[What the task asks] Retype, word for word, every line of the records below starting at the one that contains "Target: man in yellow shirt" and ending at the one that contains "the white kurta"; include both of those lines and nothing more.

»»

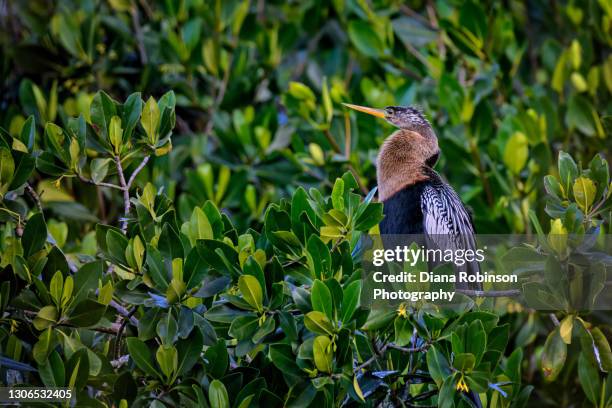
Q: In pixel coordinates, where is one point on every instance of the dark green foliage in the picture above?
(197, 247)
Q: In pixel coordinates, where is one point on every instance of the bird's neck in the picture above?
(405, 158)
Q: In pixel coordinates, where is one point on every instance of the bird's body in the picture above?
(417, 201)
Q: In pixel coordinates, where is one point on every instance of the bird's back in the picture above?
(402, 211)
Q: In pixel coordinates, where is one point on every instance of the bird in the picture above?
(416, 199)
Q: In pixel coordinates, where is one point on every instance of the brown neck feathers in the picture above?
(403, 158)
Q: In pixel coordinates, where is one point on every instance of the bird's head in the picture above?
(405, 154)
(403, 117)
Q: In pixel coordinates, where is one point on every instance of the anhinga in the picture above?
(417, 201)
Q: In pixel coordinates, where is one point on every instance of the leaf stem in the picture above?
(144, 162)
(126, 194)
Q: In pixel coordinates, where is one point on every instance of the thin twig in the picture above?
(490, 293)
(34, 196)
(381, 352)
(101, 184)
(126, 194)
(332, 141)
(120, 331)
(123, 311)
(144, 162)
(554, 319)
(139, 38)
(336, 147)
(120, 361)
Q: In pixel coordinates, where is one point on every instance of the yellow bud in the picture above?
(557, 238)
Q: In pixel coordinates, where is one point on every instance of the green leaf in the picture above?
(283, 358)
(139, 352)
(28, 132)
(77, 369)
(464, 362)
(86, 279)
(565, 329)
(167, 358)
(338, 195)
(132, 109)
(243, 327)
(371, 216)
(589, 379)
(7, 169)
(568, 171)
(116, 133)
(86, 313)
(582, 115)
(150, 120)
(52, 371)
(189, 350)
(516, 152)
(321, 299)
(584, 192)
(46, 317)
(251, 291)
(327, 102)
(553, 355)
(45, 344)
(101, 111)
(217, 359)
(55, 287)
(437, 365)
(167, 329)
(403, 331)
(365, 39)
(34, 235)
(198, 227)
(301, 92)
(318, 322)
(323, 354)
(217, 395)
(350, 300)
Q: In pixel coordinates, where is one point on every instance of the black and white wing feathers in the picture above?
(447, 223)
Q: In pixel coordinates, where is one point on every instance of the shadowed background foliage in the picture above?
(256, 91)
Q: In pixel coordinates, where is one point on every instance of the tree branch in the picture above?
(126, 194)
(34, 196)
(123, 311)
(490, 293)
(100, 184)
(144, 162)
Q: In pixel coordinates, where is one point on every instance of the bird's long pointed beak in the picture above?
(380, 113)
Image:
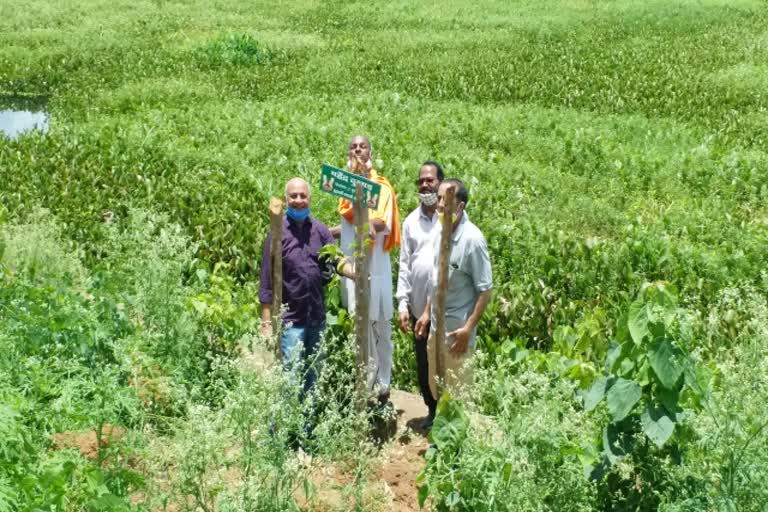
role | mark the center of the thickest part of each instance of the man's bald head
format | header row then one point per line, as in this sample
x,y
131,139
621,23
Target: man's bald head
x,y
297,193
360,149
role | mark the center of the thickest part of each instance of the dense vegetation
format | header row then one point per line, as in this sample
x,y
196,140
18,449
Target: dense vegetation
x,y
615,155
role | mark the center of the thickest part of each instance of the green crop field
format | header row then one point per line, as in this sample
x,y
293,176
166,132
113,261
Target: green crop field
x,y
616,155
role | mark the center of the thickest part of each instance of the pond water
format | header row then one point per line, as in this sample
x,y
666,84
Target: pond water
x,y
20,115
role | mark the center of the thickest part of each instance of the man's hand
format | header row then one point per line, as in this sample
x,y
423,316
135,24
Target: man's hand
x,y
460,341
405,321
421,325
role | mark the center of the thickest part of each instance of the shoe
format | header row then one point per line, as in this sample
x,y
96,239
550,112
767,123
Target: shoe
x,y
426,423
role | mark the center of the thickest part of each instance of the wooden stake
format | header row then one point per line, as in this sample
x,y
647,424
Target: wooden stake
x,y
276,254
362,293
442,284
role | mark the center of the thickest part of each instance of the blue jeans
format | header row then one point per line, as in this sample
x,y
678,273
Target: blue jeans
x,y
300,346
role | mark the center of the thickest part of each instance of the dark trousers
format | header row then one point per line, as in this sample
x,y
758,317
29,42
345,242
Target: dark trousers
x,y
422,367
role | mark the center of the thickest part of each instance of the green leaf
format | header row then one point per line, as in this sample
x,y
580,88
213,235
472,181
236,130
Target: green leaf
x,y
452,499
657,425
614,353
423,495
618,439
669,398
666,361
622,397
595,393
638,321
450,425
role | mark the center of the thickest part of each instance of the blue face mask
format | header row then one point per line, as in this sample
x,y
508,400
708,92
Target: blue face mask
x,y
299,215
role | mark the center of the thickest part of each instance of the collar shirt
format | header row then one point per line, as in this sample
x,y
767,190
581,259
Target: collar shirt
x,y
469,273
303,273
417,260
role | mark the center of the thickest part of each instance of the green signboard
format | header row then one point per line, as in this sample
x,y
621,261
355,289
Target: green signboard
x,y
343,184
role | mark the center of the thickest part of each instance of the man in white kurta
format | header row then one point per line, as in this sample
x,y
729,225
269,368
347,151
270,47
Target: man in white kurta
x,y
468,291
385,234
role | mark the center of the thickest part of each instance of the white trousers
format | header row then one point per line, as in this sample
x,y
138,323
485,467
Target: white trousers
x,y
380,353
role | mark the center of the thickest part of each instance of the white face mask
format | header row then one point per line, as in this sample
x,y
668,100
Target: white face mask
x,y
428,199
368,164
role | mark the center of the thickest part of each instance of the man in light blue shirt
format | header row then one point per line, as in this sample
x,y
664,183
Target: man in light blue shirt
x,y
416,263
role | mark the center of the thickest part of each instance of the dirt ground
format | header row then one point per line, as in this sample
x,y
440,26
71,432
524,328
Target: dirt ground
x,y
394,477
85,442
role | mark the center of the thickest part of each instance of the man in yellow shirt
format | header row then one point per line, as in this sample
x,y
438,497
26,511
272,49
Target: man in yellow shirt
x,y
384,231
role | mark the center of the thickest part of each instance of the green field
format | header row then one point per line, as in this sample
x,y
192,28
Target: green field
x,y
616,158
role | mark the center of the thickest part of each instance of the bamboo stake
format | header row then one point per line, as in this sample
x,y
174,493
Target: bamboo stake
x,y
276,255
442,284
362,293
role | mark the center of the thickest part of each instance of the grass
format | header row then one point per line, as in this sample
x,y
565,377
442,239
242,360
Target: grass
x,y
605,144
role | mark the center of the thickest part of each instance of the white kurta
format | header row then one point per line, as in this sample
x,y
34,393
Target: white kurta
x,y
381,310
380,268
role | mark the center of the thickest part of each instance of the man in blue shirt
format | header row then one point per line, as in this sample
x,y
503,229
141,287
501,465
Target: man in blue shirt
x,y
304,276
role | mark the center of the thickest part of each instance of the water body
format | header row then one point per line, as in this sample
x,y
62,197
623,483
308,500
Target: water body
x,y
20,115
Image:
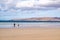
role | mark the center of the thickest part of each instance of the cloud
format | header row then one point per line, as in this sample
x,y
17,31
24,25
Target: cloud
x,y
29,4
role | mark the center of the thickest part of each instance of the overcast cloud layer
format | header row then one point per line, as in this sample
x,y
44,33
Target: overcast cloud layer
x,y
7,5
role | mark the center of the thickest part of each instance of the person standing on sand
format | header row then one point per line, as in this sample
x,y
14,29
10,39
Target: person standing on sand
x,y
14,25
18,25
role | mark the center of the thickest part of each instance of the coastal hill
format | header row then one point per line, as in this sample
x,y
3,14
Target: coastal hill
x,y
39,19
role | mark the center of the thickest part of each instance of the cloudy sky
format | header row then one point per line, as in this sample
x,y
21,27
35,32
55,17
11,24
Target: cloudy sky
x,y
10,9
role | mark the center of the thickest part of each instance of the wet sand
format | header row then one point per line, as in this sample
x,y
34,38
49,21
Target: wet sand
x,y
30,34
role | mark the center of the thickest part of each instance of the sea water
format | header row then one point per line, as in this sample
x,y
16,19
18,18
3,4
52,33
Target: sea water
x,y
30,24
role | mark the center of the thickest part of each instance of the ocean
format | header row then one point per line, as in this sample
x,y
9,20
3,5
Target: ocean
x,y
30,24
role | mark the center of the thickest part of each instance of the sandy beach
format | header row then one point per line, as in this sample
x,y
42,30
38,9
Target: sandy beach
x,y
30,34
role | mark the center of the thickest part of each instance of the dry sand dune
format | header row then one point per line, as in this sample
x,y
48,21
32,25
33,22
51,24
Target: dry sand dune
x,y
30,34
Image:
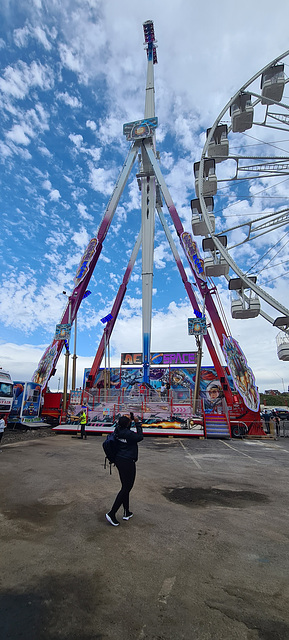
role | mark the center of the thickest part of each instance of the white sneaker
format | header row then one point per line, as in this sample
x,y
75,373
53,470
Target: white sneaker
x,y
112,521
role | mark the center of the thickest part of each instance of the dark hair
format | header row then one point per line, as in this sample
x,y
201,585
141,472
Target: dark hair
x,y
124,422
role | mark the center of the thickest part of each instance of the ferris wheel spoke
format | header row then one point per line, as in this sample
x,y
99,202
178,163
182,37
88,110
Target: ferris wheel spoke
x,y
260,174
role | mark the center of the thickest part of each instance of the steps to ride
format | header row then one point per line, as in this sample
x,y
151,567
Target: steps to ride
x,y
216,425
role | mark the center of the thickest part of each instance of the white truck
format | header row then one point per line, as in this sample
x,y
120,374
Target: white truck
x,y
6,394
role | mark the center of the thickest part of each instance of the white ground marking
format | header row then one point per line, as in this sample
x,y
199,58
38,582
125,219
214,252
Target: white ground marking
x,y
166,589
190,455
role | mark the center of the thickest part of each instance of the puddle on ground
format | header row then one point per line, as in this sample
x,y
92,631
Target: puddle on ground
x,y
57,606
204,497
34,513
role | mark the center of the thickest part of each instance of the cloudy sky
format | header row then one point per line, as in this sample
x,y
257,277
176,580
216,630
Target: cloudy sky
x,y
72,73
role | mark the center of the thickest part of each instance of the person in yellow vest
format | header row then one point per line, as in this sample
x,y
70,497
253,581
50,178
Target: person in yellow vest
x,y
83,421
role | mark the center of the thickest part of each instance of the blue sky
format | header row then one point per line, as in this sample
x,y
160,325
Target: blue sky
x,y
72,73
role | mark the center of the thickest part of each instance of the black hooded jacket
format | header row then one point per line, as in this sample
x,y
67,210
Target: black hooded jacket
x,y
127,442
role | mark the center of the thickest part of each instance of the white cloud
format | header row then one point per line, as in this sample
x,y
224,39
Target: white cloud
x,y
71,101
18,79
77,139
82,209
18,135
91,125
101,180
54,195
81,238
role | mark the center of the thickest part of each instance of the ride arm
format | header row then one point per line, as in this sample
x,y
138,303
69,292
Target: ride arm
x,y
114,312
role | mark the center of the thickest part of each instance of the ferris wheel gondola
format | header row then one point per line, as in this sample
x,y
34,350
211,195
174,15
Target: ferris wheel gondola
x,y
245,164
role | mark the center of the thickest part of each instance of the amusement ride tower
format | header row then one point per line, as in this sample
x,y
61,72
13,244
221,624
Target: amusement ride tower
x,y
244,401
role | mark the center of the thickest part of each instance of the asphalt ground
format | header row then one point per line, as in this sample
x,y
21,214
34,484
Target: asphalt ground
x,y
205,556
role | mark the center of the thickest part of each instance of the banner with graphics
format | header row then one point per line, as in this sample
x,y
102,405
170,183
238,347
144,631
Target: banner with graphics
x,y
181,381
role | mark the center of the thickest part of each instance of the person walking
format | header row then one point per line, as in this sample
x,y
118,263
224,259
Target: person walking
x,y
83,421
2,427
126,457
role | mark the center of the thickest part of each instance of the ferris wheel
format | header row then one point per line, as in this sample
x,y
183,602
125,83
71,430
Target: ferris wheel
x,y
241,207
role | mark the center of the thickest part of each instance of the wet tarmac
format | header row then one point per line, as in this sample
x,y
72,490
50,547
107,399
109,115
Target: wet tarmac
x,y
205,557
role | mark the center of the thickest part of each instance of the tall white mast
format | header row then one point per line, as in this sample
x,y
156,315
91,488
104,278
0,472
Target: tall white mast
x,y
148,189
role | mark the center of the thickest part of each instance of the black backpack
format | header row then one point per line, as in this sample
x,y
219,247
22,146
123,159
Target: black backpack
x,y
110,447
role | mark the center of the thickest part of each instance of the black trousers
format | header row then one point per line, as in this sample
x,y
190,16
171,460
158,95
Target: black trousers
x,y
127,473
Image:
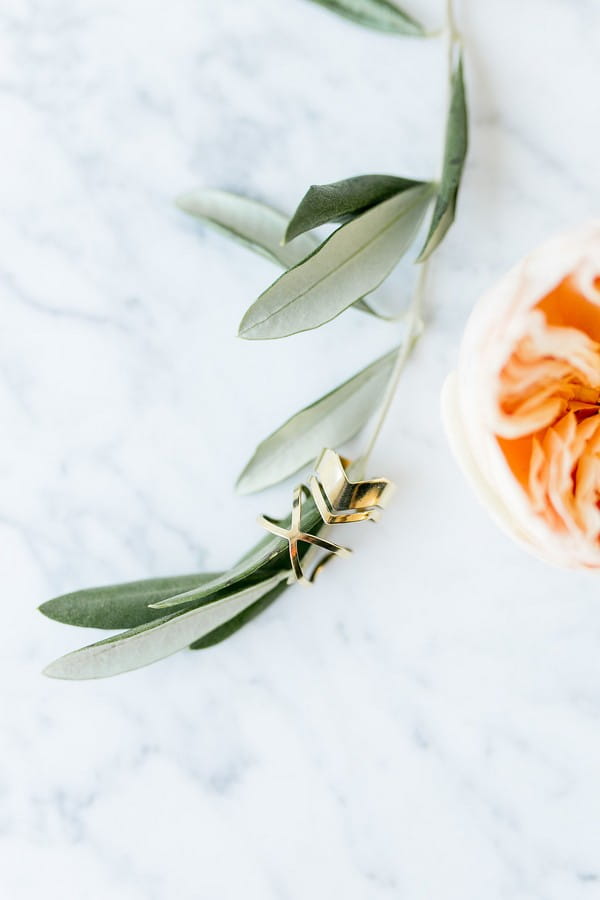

««

[Expected answer]
Target: man in yellow shirt
x,y
384,231
role | mark the center of the thickest part of each instance of the green field
format | header row then one point per line, as in this sample
x,y
192,28
Target: green field
x,y
616,158
role | mark the center of the thickest part of each instance of the bamboo stake
format | header row then one point per line, as in this sample
x,y
174,493
Target: bamboo stake
x,y
276,255
442,284
362,293
role | mark the center of the thickest part of each instance of the grass
format | header row then one point per line, as in this sample
x,y
565,377
442,239
242,360
Target: grass
x,y
605,144
role | mark the center of the thickest part of each instance of the white kurta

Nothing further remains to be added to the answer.